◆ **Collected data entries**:

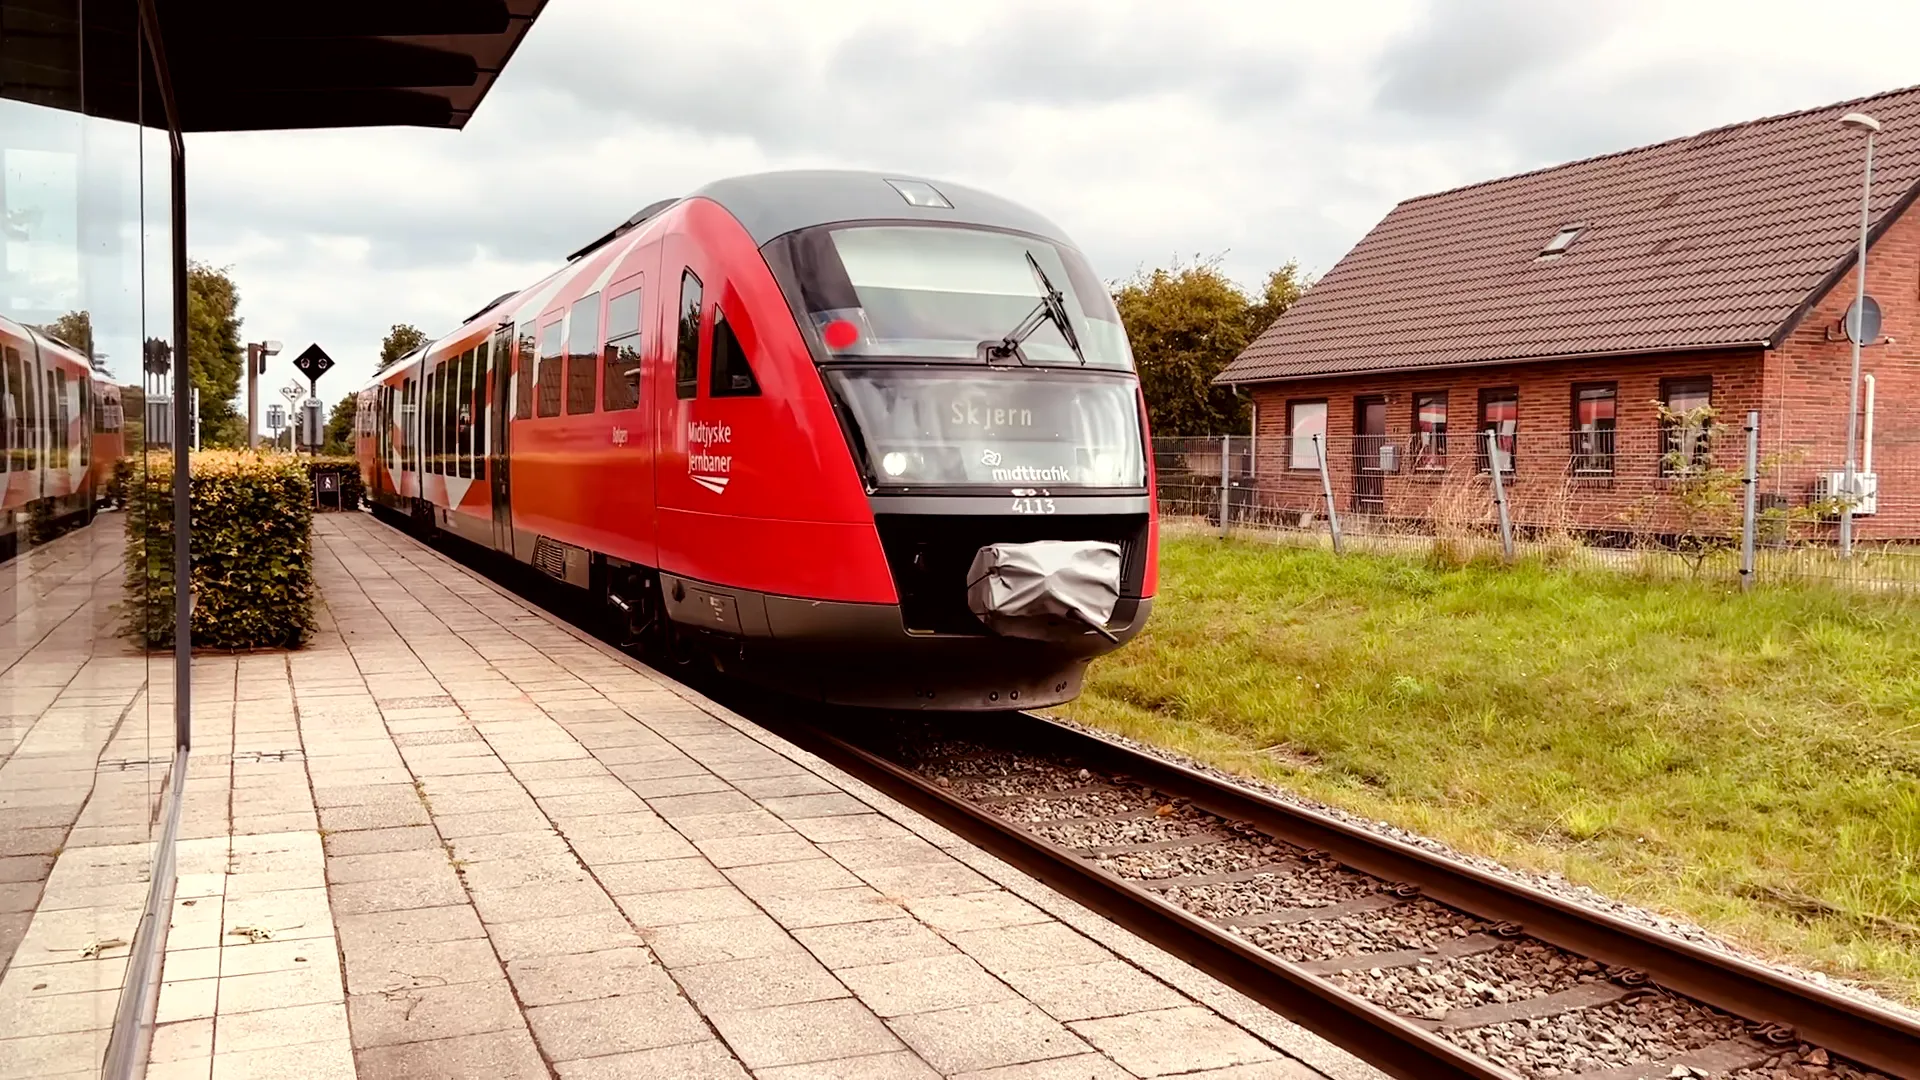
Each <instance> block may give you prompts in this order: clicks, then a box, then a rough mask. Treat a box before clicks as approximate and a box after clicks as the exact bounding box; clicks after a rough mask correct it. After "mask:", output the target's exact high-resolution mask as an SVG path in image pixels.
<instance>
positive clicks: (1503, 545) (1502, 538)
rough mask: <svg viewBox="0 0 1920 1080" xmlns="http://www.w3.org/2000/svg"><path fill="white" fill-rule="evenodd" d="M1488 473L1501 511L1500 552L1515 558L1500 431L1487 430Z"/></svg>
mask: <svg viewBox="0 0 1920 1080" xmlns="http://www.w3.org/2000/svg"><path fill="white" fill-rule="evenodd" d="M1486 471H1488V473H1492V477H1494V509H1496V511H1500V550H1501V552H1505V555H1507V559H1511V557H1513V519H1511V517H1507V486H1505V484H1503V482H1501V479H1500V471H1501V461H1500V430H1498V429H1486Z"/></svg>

* * *

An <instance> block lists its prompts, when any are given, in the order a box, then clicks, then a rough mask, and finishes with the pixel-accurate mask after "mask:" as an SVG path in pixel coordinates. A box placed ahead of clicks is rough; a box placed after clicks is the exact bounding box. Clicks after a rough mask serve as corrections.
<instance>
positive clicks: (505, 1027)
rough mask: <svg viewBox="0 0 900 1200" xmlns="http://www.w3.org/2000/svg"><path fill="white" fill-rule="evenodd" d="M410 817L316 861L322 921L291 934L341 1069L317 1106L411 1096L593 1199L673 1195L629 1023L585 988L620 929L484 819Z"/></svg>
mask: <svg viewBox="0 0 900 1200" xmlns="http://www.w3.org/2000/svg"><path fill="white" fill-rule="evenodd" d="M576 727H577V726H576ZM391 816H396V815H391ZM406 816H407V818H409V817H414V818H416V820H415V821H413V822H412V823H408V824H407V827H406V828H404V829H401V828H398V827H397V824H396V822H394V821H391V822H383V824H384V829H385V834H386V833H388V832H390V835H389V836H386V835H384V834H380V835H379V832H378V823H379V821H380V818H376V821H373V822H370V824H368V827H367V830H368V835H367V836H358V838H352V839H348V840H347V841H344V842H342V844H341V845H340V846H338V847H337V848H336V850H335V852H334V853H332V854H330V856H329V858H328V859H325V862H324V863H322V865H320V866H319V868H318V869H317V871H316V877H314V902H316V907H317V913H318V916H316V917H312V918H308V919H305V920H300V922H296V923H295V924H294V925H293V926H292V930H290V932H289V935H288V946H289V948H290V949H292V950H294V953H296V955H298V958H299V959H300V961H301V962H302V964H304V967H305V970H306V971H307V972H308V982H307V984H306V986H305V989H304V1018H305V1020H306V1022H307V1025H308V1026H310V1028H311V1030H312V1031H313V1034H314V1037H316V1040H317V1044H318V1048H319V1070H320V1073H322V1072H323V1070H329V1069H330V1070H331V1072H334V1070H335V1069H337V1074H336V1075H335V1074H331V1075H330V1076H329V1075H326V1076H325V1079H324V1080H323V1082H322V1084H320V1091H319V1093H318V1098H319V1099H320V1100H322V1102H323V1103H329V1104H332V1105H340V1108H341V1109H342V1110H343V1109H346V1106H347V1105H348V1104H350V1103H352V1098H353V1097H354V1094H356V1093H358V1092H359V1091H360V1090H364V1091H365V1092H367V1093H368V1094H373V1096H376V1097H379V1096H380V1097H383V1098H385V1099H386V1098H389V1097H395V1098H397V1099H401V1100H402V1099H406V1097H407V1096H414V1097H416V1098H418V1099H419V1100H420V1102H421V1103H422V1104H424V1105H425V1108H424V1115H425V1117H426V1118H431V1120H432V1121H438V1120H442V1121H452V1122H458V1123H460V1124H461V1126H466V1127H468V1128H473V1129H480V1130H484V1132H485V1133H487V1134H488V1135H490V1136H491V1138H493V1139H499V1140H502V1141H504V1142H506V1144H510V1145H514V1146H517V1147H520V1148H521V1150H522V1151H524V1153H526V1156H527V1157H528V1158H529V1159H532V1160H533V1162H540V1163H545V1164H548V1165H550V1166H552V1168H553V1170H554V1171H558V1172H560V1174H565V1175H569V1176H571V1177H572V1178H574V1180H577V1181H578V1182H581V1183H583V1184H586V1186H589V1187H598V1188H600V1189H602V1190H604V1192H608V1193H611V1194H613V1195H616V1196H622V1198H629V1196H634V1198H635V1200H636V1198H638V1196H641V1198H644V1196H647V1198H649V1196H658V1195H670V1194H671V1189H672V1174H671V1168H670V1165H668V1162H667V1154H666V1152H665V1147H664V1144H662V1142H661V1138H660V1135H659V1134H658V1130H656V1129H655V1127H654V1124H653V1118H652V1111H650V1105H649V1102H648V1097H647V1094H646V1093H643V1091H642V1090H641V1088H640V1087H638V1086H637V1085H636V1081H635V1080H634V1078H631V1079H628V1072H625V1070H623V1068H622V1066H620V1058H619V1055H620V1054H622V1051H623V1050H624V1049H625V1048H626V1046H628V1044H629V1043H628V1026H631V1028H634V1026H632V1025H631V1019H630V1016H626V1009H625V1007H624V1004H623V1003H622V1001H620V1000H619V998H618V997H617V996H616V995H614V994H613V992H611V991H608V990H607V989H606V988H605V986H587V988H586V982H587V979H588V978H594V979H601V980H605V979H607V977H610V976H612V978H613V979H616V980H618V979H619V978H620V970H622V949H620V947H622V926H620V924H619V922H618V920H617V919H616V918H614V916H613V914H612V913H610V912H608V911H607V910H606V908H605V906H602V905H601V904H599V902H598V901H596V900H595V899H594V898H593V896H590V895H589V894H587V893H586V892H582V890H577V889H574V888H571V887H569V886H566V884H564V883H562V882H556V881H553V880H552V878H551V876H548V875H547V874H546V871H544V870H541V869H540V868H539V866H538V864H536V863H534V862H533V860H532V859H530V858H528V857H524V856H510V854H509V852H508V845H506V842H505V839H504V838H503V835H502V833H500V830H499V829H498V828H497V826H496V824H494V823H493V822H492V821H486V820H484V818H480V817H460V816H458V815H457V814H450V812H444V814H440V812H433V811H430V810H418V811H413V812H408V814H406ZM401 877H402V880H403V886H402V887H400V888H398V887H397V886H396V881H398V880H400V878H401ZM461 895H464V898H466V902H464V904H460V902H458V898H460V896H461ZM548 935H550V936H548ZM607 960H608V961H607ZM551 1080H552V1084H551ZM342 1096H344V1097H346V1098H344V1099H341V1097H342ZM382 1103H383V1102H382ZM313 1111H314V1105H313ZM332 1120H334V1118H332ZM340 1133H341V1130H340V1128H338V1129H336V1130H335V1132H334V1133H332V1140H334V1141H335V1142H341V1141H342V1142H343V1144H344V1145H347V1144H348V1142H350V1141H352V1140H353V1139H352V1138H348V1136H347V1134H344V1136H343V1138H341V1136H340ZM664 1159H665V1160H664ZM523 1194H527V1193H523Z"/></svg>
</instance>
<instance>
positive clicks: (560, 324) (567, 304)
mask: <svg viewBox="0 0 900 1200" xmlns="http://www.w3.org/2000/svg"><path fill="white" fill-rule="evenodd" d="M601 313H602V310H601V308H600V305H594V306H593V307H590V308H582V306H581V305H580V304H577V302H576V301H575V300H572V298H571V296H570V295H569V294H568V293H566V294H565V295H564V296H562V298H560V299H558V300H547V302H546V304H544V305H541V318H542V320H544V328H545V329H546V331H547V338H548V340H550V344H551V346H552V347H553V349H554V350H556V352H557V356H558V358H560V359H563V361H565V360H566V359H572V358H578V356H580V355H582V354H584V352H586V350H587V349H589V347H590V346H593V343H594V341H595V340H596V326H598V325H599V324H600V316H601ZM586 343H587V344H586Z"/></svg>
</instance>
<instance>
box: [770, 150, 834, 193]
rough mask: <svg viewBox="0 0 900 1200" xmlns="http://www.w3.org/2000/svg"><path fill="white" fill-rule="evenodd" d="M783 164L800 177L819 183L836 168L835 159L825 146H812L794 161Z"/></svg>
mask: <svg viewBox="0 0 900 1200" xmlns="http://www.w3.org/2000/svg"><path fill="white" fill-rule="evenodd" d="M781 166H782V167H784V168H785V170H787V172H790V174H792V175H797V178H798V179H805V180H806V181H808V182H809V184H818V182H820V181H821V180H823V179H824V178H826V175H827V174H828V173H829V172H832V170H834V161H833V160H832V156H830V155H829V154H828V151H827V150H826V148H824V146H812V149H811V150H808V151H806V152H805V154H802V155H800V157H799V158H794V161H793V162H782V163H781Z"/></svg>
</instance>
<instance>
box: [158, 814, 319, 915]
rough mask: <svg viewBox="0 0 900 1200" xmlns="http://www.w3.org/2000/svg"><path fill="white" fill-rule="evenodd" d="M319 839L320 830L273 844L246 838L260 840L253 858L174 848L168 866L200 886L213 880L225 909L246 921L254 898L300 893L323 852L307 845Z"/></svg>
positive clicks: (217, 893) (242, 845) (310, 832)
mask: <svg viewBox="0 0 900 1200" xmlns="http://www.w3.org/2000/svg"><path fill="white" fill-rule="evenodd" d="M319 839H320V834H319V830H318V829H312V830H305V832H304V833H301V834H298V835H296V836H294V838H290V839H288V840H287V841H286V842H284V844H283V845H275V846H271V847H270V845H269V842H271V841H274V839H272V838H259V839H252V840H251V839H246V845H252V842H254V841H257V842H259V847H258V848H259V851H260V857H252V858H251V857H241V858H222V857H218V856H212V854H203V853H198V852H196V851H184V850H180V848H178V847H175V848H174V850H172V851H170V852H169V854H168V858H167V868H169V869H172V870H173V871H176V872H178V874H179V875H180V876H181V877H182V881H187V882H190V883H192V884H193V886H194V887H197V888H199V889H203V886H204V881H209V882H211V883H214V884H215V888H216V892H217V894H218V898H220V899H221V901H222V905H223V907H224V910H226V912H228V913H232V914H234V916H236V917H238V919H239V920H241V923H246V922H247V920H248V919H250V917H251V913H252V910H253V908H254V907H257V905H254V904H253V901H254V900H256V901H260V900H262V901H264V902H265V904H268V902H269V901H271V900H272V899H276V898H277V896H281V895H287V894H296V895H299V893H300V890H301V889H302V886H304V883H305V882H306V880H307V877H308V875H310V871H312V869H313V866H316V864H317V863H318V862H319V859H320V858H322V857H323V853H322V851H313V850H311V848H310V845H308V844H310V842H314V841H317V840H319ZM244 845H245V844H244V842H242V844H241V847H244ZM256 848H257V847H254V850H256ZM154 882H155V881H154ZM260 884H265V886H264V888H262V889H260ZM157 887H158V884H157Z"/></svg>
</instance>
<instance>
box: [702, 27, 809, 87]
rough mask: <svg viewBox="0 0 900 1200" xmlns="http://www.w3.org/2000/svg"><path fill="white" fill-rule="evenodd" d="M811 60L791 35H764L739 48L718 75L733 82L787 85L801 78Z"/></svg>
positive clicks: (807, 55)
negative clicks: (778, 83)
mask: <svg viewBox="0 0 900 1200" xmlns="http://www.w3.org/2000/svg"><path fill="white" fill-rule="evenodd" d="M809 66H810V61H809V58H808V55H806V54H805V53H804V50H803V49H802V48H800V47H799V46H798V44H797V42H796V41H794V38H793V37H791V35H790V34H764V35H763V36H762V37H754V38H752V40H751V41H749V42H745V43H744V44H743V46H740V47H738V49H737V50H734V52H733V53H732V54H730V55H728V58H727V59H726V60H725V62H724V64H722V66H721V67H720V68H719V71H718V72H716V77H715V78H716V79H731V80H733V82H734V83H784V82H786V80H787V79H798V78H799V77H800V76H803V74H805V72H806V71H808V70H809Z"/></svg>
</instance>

...

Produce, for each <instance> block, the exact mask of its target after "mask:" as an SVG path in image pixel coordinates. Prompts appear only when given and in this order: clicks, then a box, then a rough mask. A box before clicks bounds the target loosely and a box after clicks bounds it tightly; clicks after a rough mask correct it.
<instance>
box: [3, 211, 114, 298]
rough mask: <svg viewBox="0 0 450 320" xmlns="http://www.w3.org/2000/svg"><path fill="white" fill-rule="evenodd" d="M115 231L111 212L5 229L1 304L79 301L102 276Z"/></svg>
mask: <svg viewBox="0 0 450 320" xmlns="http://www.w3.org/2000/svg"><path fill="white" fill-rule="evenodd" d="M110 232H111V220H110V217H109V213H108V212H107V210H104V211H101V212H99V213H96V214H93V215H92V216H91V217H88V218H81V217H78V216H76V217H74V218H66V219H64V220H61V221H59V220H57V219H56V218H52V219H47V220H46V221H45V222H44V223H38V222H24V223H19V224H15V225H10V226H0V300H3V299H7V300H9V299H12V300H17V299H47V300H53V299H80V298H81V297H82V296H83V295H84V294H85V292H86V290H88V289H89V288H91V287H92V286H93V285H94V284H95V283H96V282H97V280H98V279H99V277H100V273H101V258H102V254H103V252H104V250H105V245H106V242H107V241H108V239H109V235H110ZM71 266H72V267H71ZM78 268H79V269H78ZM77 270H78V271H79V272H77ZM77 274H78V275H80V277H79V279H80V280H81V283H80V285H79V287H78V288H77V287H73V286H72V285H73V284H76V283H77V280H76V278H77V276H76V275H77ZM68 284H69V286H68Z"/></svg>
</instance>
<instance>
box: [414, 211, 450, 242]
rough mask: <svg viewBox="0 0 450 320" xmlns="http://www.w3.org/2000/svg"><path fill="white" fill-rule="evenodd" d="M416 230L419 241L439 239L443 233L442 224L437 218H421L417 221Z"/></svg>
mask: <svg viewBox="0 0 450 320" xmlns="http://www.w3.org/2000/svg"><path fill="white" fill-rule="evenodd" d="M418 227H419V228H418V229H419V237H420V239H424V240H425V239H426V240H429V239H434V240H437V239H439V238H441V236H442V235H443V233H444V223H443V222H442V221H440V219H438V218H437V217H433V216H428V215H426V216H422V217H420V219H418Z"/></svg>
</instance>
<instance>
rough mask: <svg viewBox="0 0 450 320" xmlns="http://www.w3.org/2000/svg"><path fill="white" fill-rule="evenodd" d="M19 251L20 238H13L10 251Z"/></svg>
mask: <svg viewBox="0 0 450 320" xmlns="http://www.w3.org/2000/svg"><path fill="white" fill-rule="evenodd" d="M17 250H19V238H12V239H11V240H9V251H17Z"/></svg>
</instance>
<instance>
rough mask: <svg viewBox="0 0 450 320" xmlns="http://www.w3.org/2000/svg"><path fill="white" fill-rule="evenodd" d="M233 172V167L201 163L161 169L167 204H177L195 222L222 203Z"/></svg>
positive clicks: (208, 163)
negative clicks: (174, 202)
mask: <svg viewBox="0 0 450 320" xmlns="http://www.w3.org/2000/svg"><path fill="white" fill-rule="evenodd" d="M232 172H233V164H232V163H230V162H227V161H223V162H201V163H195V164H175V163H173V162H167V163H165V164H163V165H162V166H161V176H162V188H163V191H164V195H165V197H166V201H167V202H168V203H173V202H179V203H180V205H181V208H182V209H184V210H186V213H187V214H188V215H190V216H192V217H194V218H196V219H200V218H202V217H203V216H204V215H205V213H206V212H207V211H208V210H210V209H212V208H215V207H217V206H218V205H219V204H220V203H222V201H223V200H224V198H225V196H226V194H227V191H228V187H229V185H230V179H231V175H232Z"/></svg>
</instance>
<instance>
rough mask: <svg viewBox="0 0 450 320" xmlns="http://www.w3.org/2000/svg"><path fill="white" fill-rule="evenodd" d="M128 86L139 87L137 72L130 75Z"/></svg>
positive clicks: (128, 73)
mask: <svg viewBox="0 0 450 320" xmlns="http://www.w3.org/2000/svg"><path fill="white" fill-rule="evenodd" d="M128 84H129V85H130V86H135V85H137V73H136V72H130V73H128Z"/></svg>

◆ **Brief**: Extract the lines from the one containing "Produce, for each" through the one containing "231L111 212L5 229L1", inclusive of both, and reproduce them verbatim.

◆ **Answer to this problem**:
Produce, for each <instance> block, the exact mask of its target after "mask:" as an SVG path in image pixel coordinates. Prompts appear only when given and in this order: clicks, then a box, then a rough mask. A box before clicks bounds the target loosely and a box after clicks bounds it tightly; clicks after a rough mask correct it.
<instance>
box: [3, 211, 114, 298]
rough mask: <svg viewBox="0 0 450 320" xmlns="http://www.w3.org/2000/svg"><path fill="white" fill-rule="evenodd" d="M115 231L111 212L5 229L1 304L79 301L102 276Z"/></svg>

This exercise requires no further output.